# [Reading text]
--- begin ---
Our brains are constantly on the lookout for things that might harm us and in doing so, they create a lot of difficult thoughts. These thoughts might relate to pain from the past, challenges we are facing in the present or fear about the future.
Positive thinking is great and can be very helpful, but it won’t stop your mind from generating these thoughts altogether.
The human brain will always work to move away from perceived threats and toward rewards. Difficult thoughts and the situations they remind us of are perceived threats (and sometimes real threats) – they can bring emotional discomfort, challenge our self-belief and self-worth and they feel uncomfortable. So of course, we want to move away from them by avoiding or getting rid of them altogether.
Ironically, when we try to avoid or get rid of difficult thoughts, we can actually end up suffering more. We may turn to distractions that support us in our short-term avoidance, but do not help us be the person we want to be or have the life we want to have, such as drinking too much alcohol, excessive social media use or isolating ourselves.
Consider a difficult thought that you have been trying to get rid of or avoid.
- Has your approach made the thought go away in the longer term?
- What has it cost you in terms of your time, energy and vitality?
- How has it impacted your relationships and health?
--- end ---
# [Your tasks]
1: In the text on difficult thoughts, which three distractions are given as examples of short-term avoidance?
2: Pick up the text on difficult thoughts after its last question and carry it forward.

# [Collected data]
--- begin ---
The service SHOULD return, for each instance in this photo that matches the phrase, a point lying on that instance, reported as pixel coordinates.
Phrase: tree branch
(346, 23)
--- end ---
# [The responses]
1: Drinking too much alcohol, excessive social media use and isolating ourselves.

2:
- Has your approach brought you closer to the life you want?
Imagine you are in quicksand. If you are upright and struggling you will sink further. If you lay back with your weight distributed evenly and stop struggling you won’t sink. Our difficult thoughts are like quicksand. The more you struggle with them, the more they want to pull you down. It’s as if their hold on you grows and they seem to attract similar difficult thoughts. You may then have difficult thoughts about the fact that you are having difficult thoughts. It can feel really overwhelming.
We all have difficult thoughts. We can’t escape this but when we stop struggling with our difficult thoughts we take the power out of them. Over time, we can absolutely change our patterns of thinking, but in the meantime, we can accept them and continue to take action toward a rich and meaningful life (whatever that means to each of us).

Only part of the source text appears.